» **DIRECTIVE A**
Translate this sentence from the text on the Soviet deportation of Koreans into French: "36,442 families consisting of 171,781 persons were deported to Kazakhstan and Uzbekistan."
» **DIRECTIVE B**
In one to three sentences, state the official reason the text on the Soviet deportation of Koreans gives for the 1937 deportation.

The Anti-Discrimination Centre Memorial has launched a new project on “Legal help to ethnic Koreans from the former Soviet republics” (together with the cultural autonomy of the Koreans in St Petersburg and with support of the consulate general of South Korea).
The fate of the Koreans in the USSR was highly dramatic: they were first deported (Germans, Crimean Tatars, Chechens and other ethnicities who were pronounced to be hostile to the Soviet regime, were deported later).
The first decrees on deportation of the Koreans from the border regions of the Far East to the far-away territories of the Khabarovsk region were signed in 1927. A few times later, the Politburo chaired by Stalin examined this issue, but the final version of the deportation was notorious decree No. 1428-326cc in 1937 “On deportation of the Korean population from the border parts of the Far East region” signed by V. Molotov and I. Stalin. The official reason for the deportation was suppression of “appearance of Japanese espionage in the Far East region.” On September 28, 1937 the Sovnarkom of the USSR (parliament) approved complementary decree No 1647-377cc “on deportation of the Koreans from the territory of the Far East region,” which in fact defined the fate of all Koreans from the territory of the whole country. The period of execution of the decree was very short: on September 28, 1937 Ezhov, the USSR Interior narkom (ministry), made a report in the Kremlin, that “the deportation of the Koreans from the Far East region has been completed”. 36,442 families consisting of 171,781 persons were deported to Kazakhstan and Uzbekistan. The rest of the Korean population was supposed to be deported by November 1, 1937.

» **SUPPLIED MATERIAL**
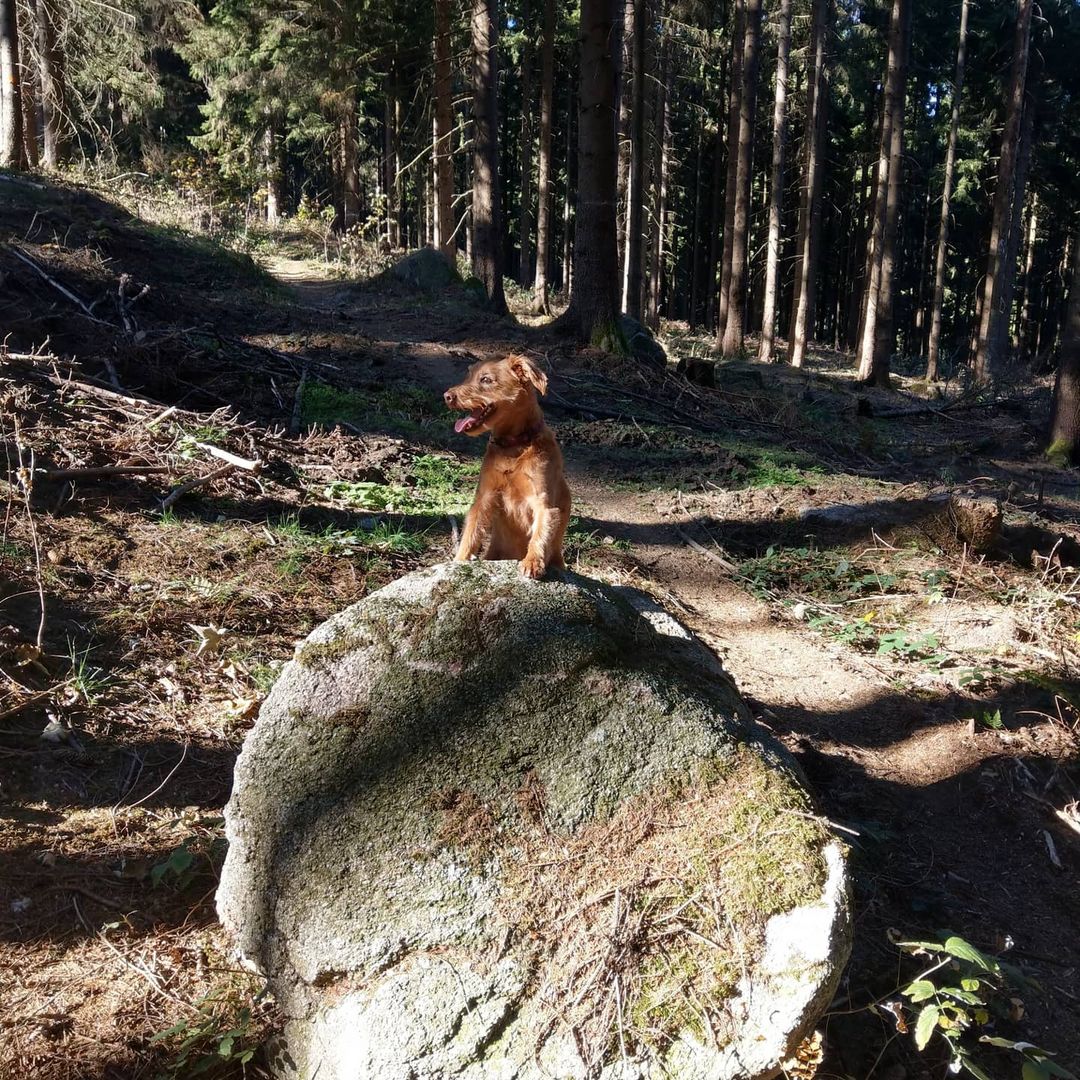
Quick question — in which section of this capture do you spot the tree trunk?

» **WORKED ANSWER A**
36 442 familles comptant 171 781 personnes ont été déportées au Kazakhstan et en Ouzbékistan.

» **WORKED ANSWER B**
The official reason for the deportation was to suppress the "appearance of Japanese espionage in the Far East region."